• Aufgabenstellung
Kopieren Sie aus dem Text über den Bernstorffschen Haushalt wortgetreu den Abschnitt von „Lange Jahre, bis“ bis „ff. u. S. 83).“.

Seite 152
Familie im Palais wohnten; dazu kamen 6 verheiratete Diener, deren Familien in der
Stadt wohnten, und 21 unverheiratete Diener, Kutscher und Küchenjungen, schließlich
mehr als ein Dutzend unverheirateter Haus- und Küchenmädchen. Im Frühjahr zog der
größte Teil dieses Hausstandes nach Bernstorff Slot hinaus.
Außer der Familie und der zahlreichen Dienerschaft hatte Johann Hartwig Ernst noch
stets Freunde um sich, wie Klopstock. der lange Jahre bis zur Vertreibung der
Bernstorffs bei ihnen wohnte. Vor allem ist hier auch Joachim Wasserschlebe
(1709-1787) zu nennen, Legationssekretär in Paris in Johann Hartwig Ernsts
Gesandtenjahren und später in Kopenhagen sein enger Mitarbeiter und Vertrauter. Er
war Junggeselle und durfte das Bernstorffsche Haus auch als das seine betrachten. 20
Jahre lang teilte er, der allmählich "zum fröhlichen Alten" und zu einem "lieben alten
Onkel" in der Bernstorffschen Familie wurde, Freud und Leid mit dem Bernstorffschen
Haus. Seit 1762 lebte im Hause auch der Legationssekretär in der Deutschen Kanzlei
und Privatsekretär Johann Hartwig Ernsts, Helfrich Peter Sturz (1736-1779), dessen
Erinnerungen an Johann Hartwig Ernst schon erwähnt wurden.
Lange Jahre, bis zur Vertreibung im Jahre 1770, lebte auch der 1754 geborene junge
Vetter Hans Bernstorff mit seiner um ein Jahr jüngeren Schwester Sophie bei Johann
Hartwig Ernst im Hause (s. Nr. 20, S. 84 ff. u. S. 83).

• Zu prüfende Daten
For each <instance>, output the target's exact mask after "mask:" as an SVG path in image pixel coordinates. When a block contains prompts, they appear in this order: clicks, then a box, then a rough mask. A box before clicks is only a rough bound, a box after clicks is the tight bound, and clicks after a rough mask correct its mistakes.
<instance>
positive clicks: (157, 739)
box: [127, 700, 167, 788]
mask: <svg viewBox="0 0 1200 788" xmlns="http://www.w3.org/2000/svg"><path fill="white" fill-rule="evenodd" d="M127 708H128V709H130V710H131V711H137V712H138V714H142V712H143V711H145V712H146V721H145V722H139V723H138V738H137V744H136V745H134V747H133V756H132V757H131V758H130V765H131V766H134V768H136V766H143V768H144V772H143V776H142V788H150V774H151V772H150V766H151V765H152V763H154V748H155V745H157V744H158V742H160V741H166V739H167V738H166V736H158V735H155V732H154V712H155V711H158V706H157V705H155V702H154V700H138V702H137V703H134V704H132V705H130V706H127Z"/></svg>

• Ihre Lösung
Lange Jahre, bis zur Vertreibung im Jahre 1770, lebte auch der 1754 geborene junge
Vetter Hans Bernstorff mit seiner um ein Jahr jüngeren Schwester Sophie bei Johann
Hartwig Ernst im Hause (s. Nr. 20, S. 84 ff. u. S. 83).